- [Vorliegender Text]:
Das ZDF garantiert nicht (ein paar 100 Millionen) - der Löwenanteil (>6 Milliarden von 7,5 Milliarden gesamt) läuft über die ARD. Wo genau das alles hinfließt konnte ich aber auch nicht rausfinden. Allein 2 Milliarden scheinen für Altervorsorge draufzugehen (ex-Beamtenbetrieb eben, für diese Fehler von vor Jahrzehnten wird man noch lange Blechen müssen). Für die Fußball-WM 2014 sind aber auch schonmal 210 Millionen für Rechte und 30 Millionen für die Produktion eingeplant (laut Focus) - kommt noch Rahmenberichterstattung in anderen Sendungen dazu und man dürfte bequem die 300 Millionen sprengen. Für einen Monat Spartenunterhaltung...


----------



## BigBubby (7. Januar 2013)

*AW: GEZ: Haushaltsabgabe für alle kommt ab 1. Januar 2013*

EM kostete weniger als 120Mrd für die Übertragungsrechte.
Guck dir auch mal meine Edits an. Da steht es zum ZDF. ARD hat ein ca 30% höheres Budget


----------



## Seeefe (7. Januar 2013)

*AW: GEZ: Haushaltsabgabe für alle kommt ab 1. Januar 2013*

Komm wer sich für jede Ruhrgebietsstadt nen eigenen Sender leisten kann, bei dem mangelts ja wohl an garnichts. 

Lieber einen größeren und dafür vllt. mal Rechte an Sachen kaufen, die Leute vielleicht auch sehen wollen, statt 5 Sendungen die fürs Publikum über 50 sind.


----------



## quantenslipstream (7. Januar 2013)

*AW: GEZ: Haushaltsabgabe für alle kommt ab 1. Januar 2013*



ruyven_macaran schrieb:


> Für einen Monat Spartenunterhaltung...


 
Wie sieht das mit den ganzen Volksmusik Sendungen aus?
Ist ja ersten auch Spartenunterhaltung und zweitens sicher nicht billig (natürlich günstiger als Fußball).

- [Aufgabe 1]:
Gib aus dem Forumstext zur Haushaltsabgabe den Abschnitt wortgetreu wieder, beginnend bei „## Seeefe (7.“ und endend bei „über 50 sind.“.
Der Forumstext und die Datensätze haben inhaltlich nichts miteinander zu tun.

- [Vorgegebene Daten]:
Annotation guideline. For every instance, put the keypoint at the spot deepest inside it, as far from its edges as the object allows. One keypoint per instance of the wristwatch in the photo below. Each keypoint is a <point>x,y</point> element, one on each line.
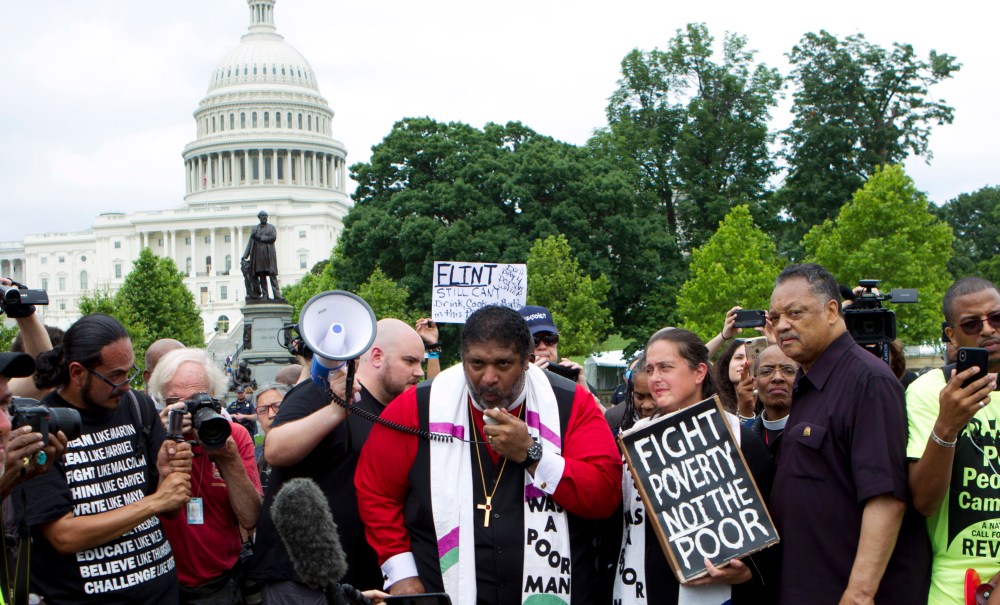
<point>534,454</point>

--

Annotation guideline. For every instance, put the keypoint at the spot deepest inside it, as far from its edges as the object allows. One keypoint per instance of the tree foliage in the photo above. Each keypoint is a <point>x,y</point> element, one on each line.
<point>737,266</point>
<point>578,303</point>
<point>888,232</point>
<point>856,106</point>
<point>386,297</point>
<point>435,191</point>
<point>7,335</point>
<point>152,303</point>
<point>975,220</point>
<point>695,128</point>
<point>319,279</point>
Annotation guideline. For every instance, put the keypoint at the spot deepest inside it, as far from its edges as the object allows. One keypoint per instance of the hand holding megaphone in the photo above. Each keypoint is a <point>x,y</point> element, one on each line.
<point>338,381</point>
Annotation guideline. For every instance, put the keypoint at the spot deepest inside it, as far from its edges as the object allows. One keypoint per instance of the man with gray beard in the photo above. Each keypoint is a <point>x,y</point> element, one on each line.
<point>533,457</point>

- [Aufgabe 2]:
Bring die Zeilen der Datensätze als nummerierte Liste ohne Leerzeilen, beginnend mit der Zeile, die „of the wristwatch“ enthält, und endend mit der Zeile, die „<point>534,454</point>“ enthält, beide eingeschlossen. Lass die Bilder in der Antwort weg.

- [Lösung 1]:
## Seeefe (7. Januar 2013)

*AW: GEZ: Haushaltsabgabe für alle kommt ab 1. Januar 2013*

Komm wer sich für jede Ruhrgebietsstadt nen eigenen Sender leisten kann, bei dem mangelts ja wohl an garnichts. 

Lieber einen größeren und dafür vllt. mal Rechte an Sachen kaufen, die Leute vielleicht auch sehen wollen, statt 5 Sendungen die fürs Publikum über 50 sind.

- [Lösung 2]:
1. Annotation guideline. For every instance, put the keypoint at the spot deepest inside it, as far from its edges as the object allows. One keypoint per instance of the wristwatch in the photo below. Each keypoint is a <point>x,y</point> element, one on each line.
2. <point>534,454</point>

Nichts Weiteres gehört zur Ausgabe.